SET PROBLEM 1
In the Thanksgiving dinner thread, rewrite the paragraph beginning "This Thanksgiving dinner takes place" as a short list that keeps its main facts.
SET PROBLEM 2
Return word for word the part of the Thanksgiving dinner thread that begins at the words "Time: *2:00 to 8:00" and stops after the words "Reservations are recommended.".

READING TEXT
━━━━━━━━━━━━━━━━━━━━

# Thanksgiving Dinner near Legoland in Carlsbad



## blr666 (Oct 8, 2008)

Hello, we are off to Legoland during Thanksgiving week.  Any suggestions on a good restaurant for Thanksgiving dinner?  Thanks.  By the way, we are traveling with two kids, ages 8 & 4.5.


----------



## lprstn (Oct 8, 2008)

Why not go to some of the Disneyland restaurants for dinner?

Thanksgiving Day Dining at Disneyland 

The Disneyland Resort offers a variety of dining on Thanksgiving Day, November 23, 2006

A Disney Family Thanksgiving Feast 
This Thanksgiving dinner takes place in the Grand Ballroom of the Disneyland Hotel. Traditional Thanksgiving is served including roasted turkey, ham, beef, mashed potatoes, salads and an unbelievable dessert buffet. The children will also enjoy a buffet made especially for them. Disney Characters will be available so don’t forget to bring your camera and autograph book 

Price:
Adults (12 and over): *$57.00
Children (under 12): *$14.50
Children under three are free.
Time: *2:00 to 8:00 PM 
Reservations can be made by calling 1-714-781-DINE 60 days prior to the event 
Napa Rose located at Disney's Grand Californian Hotel, will be offering a four course menu for Thanksgiving. Reservations are recommended.

Time: *2:00 to 7:00 PM.

━━━━━━━━━━━━━━━━━━━━

Coordinate labeling data

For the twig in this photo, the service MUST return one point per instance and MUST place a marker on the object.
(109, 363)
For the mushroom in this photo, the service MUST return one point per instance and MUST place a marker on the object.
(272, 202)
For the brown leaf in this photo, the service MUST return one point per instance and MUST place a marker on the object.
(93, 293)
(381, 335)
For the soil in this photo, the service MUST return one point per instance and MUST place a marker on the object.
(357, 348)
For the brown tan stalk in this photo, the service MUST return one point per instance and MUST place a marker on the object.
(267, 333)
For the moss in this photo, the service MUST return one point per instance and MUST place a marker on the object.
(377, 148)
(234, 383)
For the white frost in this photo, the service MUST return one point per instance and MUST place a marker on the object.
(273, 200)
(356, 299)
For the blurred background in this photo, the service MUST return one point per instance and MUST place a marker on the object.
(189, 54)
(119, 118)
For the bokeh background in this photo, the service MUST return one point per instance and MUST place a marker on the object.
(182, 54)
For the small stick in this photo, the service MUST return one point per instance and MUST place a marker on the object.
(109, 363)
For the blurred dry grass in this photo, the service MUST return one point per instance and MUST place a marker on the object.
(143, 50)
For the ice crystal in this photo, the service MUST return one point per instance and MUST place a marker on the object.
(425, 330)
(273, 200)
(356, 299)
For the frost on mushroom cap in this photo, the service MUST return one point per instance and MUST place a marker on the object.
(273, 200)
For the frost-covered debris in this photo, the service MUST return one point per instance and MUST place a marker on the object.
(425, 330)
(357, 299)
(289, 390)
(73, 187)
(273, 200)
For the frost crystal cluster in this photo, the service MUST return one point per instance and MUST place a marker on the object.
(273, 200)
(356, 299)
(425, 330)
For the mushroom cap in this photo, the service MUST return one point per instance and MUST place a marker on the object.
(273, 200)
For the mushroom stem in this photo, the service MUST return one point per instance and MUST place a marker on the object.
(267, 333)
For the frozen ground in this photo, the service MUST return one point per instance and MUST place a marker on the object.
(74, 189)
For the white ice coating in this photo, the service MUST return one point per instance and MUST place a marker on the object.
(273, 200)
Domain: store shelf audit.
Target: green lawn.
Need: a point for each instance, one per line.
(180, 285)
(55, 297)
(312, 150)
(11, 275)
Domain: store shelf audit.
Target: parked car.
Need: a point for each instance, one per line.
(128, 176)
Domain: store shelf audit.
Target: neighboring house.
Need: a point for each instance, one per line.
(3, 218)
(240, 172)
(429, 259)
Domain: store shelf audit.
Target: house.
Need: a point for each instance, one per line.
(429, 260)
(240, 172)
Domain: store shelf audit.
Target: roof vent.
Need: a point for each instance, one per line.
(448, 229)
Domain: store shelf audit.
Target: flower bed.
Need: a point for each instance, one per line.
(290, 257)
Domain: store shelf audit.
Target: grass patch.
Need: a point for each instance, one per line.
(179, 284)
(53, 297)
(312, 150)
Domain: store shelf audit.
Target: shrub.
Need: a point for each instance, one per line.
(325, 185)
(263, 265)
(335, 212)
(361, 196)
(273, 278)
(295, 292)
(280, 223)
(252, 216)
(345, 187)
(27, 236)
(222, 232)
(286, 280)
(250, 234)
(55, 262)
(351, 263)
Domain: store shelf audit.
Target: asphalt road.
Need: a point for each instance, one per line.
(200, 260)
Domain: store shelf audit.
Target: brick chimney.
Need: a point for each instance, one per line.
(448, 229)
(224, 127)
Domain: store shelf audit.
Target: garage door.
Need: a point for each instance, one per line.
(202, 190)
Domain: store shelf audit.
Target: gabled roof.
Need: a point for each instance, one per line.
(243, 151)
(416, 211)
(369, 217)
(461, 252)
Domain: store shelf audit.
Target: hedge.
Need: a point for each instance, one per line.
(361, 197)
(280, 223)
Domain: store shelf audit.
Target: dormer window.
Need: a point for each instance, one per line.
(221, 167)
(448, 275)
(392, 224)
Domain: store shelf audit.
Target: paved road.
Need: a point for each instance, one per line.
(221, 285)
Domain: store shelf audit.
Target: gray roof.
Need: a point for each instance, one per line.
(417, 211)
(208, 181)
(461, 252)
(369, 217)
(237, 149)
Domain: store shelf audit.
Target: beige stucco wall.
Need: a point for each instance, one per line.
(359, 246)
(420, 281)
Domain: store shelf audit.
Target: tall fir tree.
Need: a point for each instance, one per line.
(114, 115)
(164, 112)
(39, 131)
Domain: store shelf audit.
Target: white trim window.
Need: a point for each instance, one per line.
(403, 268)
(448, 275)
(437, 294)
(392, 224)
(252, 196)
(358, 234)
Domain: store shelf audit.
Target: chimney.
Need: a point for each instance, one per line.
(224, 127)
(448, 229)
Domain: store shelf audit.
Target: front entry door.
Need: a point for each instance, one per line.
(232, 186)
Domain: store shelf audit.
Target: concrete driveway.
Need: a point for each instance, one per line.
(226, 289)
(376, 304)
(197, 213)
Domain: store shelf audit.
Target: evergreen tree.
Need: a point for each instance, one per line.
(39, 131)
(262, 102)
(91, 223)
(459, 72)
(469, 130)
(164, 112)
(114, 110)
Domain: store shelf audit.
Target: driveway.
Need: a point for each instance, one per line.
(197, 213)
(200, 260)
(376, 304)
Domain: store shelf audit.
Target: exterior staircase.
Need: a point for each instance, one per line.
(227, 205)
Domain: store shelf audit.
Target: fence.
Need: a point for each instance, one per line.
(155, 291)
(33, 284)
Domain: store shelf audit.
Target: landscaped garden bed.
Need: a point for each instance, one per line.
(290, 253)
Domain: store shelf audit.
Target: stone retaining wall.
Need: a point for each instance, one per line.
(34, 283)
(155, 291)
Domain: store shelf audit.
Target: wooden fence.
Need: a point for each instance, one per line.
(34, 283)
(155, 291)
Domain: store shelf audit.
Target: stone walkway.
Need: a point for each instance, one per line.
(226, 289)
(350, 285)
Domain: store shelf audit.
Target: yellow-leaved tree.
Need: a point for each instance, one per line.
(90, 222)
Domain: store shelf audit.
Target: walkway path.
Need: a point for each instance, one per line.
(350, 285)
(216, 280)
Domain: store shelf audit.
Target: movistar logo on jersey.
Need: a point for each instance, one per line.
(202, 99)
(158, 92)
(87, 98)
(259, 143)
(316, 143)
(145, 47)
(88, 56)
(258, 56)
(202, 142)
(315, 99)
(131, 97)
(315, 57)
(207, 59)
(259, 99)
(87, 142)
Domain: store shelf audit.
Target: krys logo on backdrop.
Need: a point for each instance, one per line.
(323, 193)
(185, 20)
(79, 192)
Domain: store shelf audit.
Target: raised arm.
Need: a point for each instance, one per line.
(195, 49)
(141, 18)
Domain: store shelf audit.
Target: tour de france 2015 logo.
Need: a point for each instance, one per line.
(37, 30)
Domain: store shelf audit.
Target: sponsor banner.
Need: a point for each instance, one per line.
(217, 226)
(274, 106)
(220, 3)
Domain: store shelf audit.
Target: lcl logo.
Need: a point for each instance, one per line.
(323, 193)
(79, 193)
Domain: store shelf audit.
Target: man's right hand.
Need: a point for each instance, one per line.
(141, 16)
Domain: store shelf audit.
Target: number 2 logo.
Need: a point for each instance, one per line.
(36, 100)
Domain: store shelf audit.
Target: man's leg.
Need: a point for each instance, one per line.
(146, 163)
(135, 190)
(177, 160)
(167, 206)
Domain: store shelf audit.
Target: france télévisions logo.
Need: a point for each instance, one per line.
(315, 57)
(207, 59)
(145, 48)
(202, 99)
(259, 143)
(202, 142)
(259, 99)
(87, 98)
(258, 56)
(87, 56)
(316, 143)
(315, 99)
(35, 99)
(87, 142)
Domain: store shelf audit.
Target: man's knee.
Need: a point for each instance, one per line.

━━━━━━━━━━━━━━━━━━━━

CORRECT RESPONSE 1
- Location: Grand Ballroom of the Disneyland Hotel
- Traditional menu: roasted turkey, ham, beef, mashed potatoes, salads and a dessert buffet
- A separate buffet made especially for children
- Disney Characters on hand, so bring a camera and autograph book

CORRECT RESPONSE 2
Time: *2:00 to 8:00 PM 
Reservations can be made by calling 1-714-781-DINE 60 days prior to the event 
Napa Rose located at Disney's Grand Californian Hotel, will be offering a four course menu for Thanksgiving. Reservations are recommended.